___ Texte source ___
L’orateur traite la question dans ses rapports avec l’agriculture ; il témoigne toute son admiration pour les utiles efforts de la Ligue, et termine en portant ce toast :

« À la liberté du commerce ; à la chute du monopole qui est le fléau du pays et du peuple. » (Applaudissements enthousiastes.)

Le lord prévôt porte la santé de la députation de la Ligue. M. Cobden remercie et prononce un discours qui fait sur l’assemblée une profonde impression.

M. Alexandre Graham : « Aux ministres de la religion qui se sont réunis à la cause de la liberté du commerce. Dans le cours de ces dernières années, deux appels ont été faits au clergé. La première fois, sept cents ministres dissidents de toutes les dénominations se sont réunis à Manchester, et plus de neuf cents, dans leurs lettres d’excuse, ont donné leur approbation à l’objet de la Ligue. La seconde réunion, de plus de deux cents ministres, eut lieu à Edimbourg. »

L’orateur, dans un discours que nous supprimons à regret, examine les causes qui tiennent le clergé de l’Église établie éloigné de ce grand mouvement. — Il traite ensuite la question de la liberté commerciale, au point de vue religieux.
___ Lignes de données ___
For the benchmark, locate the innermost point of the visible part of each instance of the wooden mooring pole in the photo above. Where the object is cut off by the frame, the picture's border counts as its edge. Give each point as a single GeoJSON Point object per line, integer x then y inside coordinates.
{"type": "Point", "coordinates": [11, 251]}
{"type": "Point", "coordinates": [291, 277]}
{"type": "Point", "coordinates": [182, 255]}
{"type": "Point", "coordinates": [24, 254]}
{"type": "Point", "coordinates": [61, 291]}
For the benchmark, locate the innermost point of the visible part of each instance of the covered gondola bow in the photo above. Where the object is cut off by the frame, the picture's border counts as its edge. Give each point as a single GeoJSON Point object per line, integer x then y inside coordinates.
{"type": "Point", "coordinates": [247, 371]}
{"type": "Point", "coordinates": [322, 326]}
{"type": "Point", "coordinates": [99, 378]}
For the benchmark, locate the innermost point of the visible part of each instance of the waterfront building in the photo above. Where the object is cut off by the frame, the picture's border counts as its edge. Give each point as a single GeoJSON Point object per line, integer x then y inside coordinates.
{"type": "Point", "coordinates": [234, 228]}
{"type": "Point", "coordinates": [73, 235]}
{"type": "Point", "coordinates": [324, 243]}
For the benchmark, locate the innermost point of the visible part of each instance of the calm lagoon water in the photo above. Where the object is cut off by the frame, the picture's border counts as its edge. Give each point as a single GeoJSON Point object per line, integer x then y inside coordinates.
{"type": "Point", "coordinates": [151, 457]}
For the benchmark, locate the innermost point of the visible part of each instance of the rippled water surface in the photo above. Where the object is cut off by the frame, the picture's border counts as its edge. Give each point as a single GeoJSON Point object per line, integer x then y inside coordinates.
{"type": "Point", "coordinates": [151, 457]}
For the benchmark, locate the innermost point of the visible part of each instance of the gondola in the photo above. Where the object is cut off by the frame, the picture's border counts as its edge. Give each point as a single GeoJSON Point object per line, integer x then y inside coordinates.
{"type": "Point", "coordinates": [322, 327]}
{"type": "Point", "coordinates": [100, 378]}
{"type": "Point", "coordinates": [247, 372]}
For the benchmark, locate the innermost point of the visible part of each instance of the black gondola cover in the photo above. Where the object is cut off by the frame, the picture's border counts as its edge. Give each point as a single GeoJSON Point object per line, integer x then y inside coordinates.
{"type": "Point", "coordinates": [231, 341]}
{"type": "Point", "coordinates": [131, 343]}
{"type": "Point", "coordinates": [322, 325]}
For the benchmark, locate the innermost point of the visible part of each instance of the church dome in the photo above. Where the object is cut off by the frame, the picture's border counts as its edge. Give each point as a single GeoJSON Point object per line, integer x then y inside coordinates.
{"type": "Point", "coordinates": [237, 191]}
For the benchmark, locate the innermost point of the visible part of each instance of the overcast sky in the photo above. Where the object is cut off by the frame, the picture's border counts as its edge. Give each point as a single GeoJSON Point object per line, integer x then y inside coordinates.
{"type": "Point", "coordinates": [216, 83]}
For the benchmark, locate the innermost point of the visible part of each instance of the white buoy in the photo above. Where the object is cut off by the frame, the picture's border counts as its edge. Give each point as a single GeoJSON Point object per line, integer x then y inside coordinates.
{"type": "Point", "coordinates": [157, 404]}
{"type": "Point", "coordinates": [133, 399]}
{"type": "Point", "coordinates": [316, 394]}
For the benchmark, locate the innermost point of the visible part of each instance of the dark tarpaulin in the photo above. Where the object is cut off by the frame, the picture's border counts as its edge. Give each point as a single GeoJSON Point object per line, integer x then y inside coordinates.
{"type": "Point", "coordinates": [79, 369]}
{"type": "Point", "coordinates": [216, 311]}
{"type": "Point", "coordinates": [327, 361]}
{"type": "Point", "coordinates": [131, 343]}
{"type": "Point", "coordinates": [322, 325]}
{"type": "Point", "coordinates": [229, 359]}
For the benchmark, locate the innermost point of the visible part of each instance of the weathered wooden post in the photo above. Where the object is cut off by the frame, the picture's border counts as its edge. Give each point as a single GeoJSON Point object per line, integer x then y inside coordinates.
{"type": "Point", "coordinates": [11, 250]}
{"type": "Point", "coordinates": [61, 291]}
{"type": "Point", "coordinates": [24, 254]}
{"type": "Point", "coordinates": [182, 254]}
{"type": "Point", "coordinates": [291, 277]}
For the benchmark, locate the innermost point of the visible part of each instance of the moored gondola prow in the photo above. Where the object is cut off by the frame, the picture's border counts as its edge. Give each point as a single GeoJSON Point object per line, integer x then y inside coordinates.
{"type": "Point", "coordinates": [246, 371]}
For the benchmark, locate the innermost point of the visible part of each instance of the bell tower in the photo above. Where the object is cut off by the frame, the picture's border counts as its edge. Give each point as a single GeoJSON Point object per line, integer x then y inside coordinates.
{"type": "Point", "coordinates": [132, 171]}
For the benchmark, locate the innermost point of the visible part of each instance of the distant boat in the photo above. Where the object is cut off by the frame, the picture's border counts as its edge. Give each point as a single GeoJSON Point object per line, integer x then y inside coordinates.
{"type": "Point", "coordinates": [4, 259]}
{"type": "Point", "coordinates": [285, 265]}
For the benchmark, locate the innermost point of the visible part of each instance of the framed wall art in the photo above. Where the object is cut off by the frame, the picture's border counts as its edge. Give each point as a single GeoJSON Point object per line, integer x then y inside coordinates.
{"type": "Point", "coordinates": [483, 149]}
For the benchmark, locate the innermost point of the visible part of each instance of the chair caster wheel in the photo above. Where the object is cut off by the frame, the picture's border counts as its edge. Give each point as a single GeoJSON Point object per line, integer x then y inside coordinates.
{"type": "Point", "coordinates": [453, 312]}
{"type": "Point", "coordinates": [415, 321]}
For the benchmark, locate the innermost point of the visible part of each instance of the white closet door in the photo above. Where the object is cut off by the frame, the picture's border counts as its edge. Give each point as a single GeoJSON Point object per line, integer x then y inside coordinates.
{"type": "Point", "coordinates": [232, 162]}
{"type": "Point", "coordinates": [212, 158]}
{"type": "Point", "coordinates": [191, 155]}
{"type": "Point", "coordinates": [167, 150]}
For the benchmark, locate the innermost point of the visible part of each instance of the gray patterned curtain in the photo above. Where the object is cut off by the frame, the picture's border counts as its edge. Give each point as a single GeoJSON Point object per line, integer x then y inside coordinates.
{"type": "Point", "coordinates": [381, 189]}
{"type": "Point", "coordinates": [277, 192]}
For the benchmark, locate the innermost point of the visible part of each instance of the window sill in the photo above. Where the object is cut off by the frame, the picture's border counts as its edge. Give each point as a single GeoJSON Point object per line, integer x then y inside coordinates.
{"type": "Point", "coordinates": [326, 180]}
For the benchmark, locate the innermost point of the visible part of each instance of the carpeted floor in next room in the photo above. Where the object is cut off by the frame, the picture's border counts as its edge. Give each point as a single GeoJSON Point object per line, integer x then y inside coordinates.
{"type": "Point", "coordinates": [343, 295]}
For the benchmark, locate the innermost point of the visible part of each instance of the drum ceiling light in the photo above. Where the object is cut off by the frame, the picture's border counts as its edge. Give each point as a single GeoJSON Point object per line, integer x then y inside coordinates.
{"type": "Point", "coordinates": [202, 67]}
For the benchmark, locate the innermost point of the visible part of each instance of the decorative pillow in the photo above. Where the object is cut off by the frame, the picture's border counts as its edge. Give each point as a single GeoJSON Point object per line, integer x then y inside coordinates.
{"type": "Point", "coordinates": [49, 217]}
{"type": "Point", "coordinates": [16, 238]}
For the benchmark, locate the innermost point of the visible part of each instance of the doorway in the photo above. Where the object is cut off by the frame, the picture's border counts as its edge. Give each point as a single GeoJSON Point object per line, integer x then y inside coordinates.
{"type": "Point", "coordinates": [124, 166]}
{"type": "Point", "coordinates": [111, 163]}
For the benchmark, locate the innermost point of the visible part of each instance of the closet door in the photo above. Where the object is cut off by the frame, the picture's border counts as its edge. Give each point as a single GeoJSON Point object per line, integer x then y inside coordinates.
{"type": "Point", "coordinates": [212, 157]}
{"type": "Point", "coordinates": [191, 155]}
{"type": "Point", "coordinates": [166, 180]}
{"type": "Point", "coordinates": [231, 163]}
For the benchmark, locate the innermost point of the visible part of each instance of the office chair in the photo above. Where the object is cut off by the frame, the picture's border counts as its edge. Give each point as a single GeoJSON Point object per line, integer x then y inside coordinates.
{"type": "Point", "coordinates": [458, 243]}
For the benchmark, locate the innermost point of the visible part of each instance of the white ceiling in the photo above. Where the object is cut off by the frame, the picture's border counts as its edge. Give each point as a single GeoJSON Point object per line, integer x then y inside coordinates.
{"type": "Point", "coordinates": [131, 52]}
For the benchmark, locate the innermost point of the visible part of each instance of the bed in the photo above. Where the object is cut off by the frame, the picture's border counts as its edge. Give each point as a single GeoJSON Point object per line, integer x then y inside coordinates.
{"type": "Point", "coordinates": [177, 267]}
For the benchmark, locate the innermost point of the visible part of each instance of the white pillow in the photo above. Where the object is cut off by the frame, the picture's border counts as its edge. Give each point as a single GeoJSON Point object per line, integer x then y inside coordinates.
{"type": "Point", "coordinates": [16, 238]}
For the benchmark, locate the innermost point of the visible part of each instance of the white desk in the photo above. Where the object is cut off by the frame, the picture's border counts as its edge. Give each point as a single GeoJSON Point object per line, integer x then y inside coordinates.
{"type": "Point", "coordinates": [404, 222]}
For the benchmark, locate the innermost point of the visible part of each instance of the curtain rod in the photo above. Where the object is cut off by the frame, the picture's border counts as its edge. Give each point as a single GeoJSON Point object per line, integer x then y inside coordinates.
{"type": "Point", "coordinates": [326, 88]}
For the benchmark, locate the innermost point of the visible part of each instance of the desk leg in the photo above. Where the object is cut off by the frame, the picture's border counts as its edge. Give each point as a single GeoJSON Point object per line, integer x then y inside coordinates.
___
» Consignes:
1. Recopiez l'extrait sur la liberté du commerce en partant des mots « L’orateur, dans un » et en vous arrêtant après « de vue religieux. ».
2. Poursuivez l'extrait sur la liberté du commerce à partir de sa dernière phrase.
Vous n'avez pas besoin des items pour ce travail.

» Réponses attendues:
1.
L’orateur, dans un discours que nous supprimons à regret, examine les causes qui tiennent le clergé de l’Église établie éloigné de ce grand mouvement. — Il traite ensuite la question de la liberté commerciale, au point de vue religieux.

2.
Le Rév. doct. Heugh : « Au progrès des connaissances, nécessaire et seule garantie de l’extension et de la permanence des institutions libres. » (Immenses applaudissements. Ce magnifique texte fait le sujet d’un discours du rév. ministre, qui est écouté avec recueillement.)

D’autres discours sont prononcés par MM. Bright, Thompson, Oswald, Hastie. La souscription de Glasgow, au fonds de la Ligue, paraît devoir s’élever à plus de 3,000 l. s. (125,000 fr.)

L’assemblée se sépare à 8 heures du soir.

GRAND MEETING D’ÉDIMBOURG POUR LE SOUTIEN DE LA LIGUE.

Extrait du Scotchman, 11 janvier 1844.

Mardi, 11 de ce mois, un grand meeting a eu lieu dans cette cité, pour recevoir la députation de la Ligue, composée de MM. Cobden, Bright, le col. Thompson et Moore. — L’objet spécial de la réunion était de concourir à la souscription au fonds de la Ligue (the 100,000 l. League fund). La salle de la Société philharmonique, la plus vaste d’Édimbourg, était entièrement occupée, et, faute de places, plus de mille billets d’entrée ont dû être refusés.

On remarquait dans l’assemblée les citoyens les plus éclairés et les plus influents, un grand nombre de dames et trente-quatre ministres du culte. Le très-honorable lord prévôt occupait le fauteuil. Les villes de Leith, Dalkeith, Musselburgh avaient envoyé des députations.

Nous ne fatiguerons pas le lecteur par la traduction des discours prononcés dans cette mémorable séance. Nous nous bornerons à reproduire un passage du discours de M. Cobden, parce qu’il répond à un argument que l’on oppose souvent à l’affranchissement du commerce, aussi bien de ce côté que de l’autre côté de la Manche.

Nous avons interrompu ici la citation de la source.